### What you should do
Could you reproduce, word for word, everything from "Roger Cook, the" down to "was not offended." in the article below on the Sam Kerr harassment charge?

Oversimplifying a serious matter or a fair cop – were Sam Kerr’s alleged words really racist?

Sam kerr has been charged with racially agrravated harassment twiards a UK police officer.
Sam Kerr has been charged with racially aggravated harassment towards a UK police officer. Photograph: Carl Recine/Reuters

For more than 24 hours, Australians were left wondering what beloved Matildas captain Sam Kerr could possibly have said that levelled a charge of racism against her by a London police officer.

After it was revealed the phrase allegedly used was “stupid white bastard”, the reactions came in thick and fast.

Kerr has been charged with racially aggravated harassment and has pleaded not guilty to using insulting, threatening or abusive words that caused alarm or distress to a police officer in January 2023.

Roger Cook, the Labor premier of Kerr’s home state of Western Australia, said he did not believe the comments were racist, a view with which NSW premier, Chris Minns, agreed. And it was shared across the political divide as well with conservative Nationals senator Matt Canavan saying he was a “white guy” and he was not offended.

But independent NSW MP Rod Roberts said such a comment shouldn’t be tolerated – and wouldn’t be if the word “white” was replaced with “black”. Former Socceroo Craig Foster said interpersonal racism against a white person is still racism.

So, is it?

### Raw records
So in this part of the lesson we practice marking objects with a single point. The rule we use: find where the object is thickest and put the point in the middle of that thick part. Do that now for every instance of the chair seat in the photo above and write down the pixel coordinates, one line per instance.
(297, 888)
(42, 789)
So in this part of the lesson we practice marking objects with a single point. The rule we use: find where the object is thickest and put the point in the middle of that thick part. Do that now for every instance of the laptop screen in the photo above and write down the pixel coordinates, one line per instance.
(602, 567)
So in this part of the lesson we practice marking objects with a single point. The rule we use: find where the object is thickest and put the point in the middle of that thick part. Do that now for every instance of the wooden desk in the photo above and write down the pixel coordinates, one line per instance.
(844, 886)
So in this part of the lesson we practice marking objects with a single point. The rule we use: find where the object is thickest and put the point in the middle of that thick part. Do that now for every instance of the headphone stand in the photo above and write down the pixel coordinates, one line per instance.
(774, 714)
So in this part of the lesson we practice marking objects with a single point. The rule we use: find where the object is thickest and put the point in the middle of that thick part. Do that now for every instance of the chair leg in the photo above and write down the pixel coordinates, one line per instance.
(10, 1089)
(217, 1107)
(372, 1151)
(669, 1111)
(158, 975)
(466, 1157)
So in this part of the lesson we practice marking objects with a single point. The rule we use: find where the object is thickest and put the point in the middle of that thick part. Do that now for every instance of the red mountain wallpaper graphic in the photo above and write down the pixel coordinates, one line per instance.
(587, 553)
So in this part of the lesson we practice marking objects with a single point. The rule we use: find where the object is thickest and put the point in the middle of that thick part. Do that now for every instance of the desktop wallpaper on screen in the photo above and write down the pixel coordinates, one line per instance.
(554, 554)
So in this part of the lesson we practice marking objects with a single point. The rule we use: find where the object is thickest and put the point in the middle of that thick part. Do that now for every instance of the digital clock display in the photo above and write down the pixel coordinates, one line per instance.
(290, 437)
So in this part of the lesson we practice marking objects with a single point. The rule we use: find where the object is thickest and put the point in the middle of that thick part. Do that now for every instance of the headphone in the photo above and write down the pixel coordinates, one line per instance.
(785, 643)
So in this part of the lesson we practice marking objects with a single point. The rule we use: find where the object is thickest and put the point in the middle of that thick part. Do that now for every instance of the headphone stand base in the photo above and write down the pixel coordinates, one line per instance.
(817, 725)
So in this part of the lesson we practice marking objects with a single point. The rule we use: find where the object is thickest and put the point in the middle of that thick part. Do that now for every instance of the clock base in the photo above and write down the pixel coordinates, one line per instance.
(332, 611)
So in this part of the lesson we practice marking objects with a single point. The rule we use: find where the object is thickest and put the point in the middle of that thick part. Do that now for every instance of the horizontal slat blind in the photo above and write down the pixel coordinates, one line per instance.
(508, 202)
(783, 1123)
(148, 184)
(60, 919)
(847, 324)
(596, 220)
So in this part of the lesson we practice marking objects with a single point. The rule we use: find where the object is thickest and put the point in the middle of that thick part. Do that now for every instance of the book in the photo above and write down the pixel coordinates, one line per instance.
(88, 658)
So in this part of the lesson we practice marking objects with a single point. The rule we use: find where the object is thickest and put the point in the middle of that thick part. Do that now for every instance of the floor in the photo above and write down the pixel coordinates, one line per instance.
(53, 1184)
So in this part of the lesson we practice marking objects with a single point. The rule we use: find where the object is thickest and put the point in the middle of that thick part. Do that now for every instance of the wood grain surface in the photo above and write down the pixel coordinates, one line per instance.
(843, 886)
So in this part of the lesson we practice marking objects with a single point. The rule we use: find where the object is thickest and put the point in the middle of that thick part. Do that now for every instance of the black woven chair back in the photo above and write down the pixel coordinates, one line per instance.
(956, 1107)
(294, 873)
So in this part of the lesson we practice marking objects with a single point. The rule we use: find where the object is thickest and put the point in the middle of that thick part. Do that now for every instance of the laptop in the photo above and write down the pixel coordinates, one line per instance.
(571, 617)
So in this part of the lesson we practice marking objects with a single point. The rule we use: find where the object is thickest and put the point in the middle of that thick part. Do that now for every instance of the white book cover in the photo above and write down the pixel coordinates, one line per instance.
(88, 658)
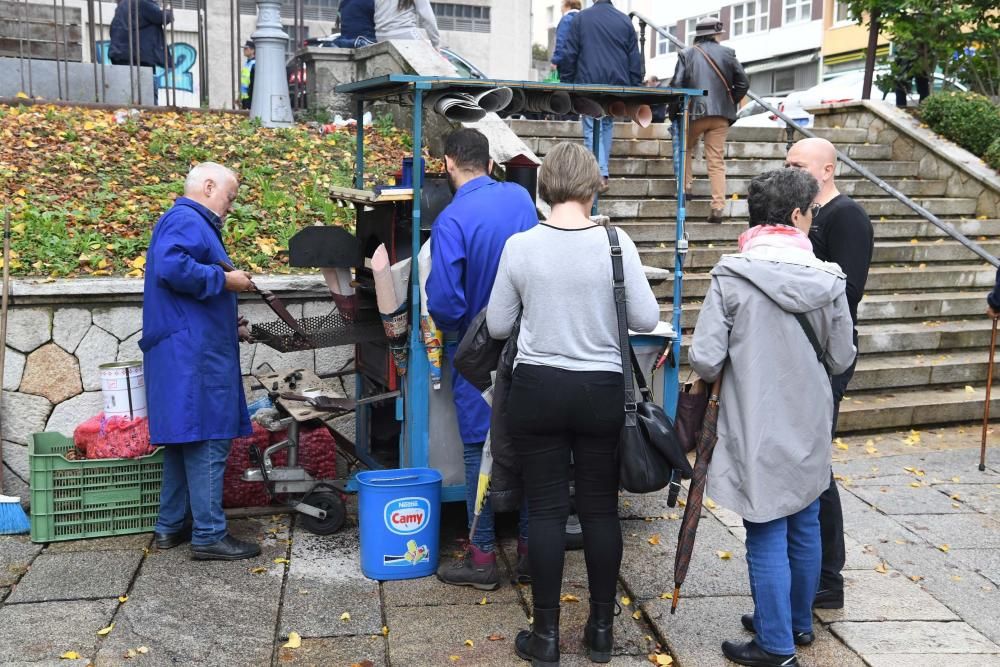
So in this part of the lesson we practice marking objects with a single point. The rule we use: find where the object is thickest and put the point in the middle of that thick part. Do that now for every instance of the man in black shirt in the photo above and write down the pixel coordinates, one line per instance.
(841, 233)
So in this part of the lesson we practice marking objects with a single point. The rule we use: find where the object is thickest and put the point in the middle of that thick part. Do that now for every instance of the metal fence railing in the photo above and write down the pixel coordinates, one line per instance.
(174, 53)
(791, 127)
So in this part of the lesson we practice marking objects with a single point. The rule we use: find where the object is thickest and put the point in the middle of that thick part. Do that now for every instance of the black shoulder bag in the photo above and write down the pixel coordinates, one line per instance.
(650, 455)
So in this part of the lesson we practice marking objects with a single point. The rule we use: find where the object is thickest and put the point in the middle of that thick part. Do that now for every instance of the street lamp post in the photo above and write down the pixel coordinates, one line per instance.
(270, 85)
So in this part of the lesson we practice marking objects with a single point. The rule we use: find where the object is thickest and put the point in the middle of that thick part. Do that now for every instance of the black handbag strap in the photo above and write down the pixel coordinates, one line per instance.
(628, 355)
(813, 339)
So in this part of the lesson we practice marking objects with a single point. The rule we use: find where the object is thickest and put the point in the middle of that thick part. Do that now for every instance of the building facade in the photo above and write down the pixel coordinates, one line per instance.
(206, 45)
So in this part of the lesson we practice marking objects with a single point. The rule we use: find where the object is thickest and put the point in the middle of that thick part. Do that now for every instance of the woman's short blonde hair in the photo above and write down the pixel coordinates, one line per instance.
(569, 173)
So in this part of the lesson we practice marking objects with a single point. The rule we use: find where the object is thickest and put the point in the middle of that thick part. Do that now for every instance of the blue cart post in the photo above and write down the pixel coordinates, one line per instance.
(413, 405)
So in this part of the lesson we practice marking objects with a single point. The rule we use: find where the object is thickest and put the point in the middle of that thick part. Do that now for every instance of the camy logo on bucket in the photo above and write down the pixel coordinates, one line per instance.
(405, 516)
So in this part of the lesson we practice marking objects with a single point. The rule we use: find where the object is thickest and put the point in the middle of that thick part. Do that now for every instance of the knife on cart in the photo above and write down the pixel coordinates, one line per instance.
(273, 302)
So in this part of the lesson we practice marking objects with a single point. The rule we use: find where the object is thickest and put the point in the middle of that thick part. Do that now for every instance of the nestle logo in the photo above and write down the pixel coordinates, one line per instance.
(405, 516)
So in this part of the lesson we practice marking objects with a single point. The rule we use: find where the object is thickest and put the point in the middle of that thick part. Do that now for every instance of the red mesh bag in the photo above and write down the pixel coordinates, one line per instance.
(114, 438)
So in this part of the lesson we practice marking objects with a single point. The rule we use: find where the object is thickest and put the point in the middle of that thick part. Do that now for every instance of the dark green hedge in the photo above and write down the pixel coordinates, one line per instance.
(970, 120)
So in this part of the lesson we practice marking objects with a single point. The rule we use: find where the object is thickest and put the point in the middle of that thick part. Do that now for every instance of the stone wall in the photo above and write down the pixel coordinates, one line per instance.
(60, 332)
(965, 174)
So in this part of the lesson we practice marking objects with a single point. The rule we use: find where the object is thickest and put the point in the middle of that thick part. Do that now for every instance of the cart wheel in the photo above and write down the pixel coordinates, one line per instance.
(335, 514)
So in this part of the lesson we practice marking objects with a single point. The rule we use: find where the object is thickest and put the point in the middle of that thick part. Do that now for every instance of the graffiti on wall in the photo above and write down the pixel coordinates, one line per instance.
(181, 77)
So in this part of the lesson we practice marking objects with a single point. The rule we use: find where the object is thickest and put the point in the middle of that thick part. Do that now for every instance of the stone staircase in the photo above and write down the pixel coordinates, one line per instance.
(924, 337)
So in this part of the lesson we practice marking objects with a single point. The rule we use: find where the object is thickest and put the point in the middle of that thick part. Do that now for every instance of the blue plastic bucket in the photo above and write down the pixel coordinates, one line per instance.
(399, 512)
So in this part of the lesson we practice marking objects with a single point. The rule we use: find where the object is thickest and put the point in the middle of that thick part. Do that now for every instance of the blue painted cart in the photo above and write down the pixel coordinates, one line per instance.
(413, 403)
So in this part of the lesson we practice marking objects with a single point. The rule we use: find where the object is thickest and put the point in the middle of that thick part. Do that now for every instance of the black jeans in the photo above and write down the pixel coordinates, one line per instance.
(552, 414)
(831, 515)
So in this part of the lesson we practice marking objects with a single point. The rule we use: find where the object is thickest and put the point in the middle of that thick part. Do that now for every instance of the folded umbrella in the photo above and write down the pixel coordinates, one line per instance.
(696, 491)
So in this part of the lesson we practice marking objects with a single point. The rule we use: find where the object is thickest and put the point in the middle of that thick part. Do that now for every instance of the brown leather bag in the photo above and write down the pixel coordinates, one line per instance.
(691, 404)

### Full answer
Roger Cook, the Labor premier of Kerr’s home state of Western Australia, said he did not believe the comments were racist, a view with which NSW premier, Chris Minns, agreed. And it was shared across the political divide as well with conservative Nationals senator Matt Canavan saying he was a “white guy” and he was not offended.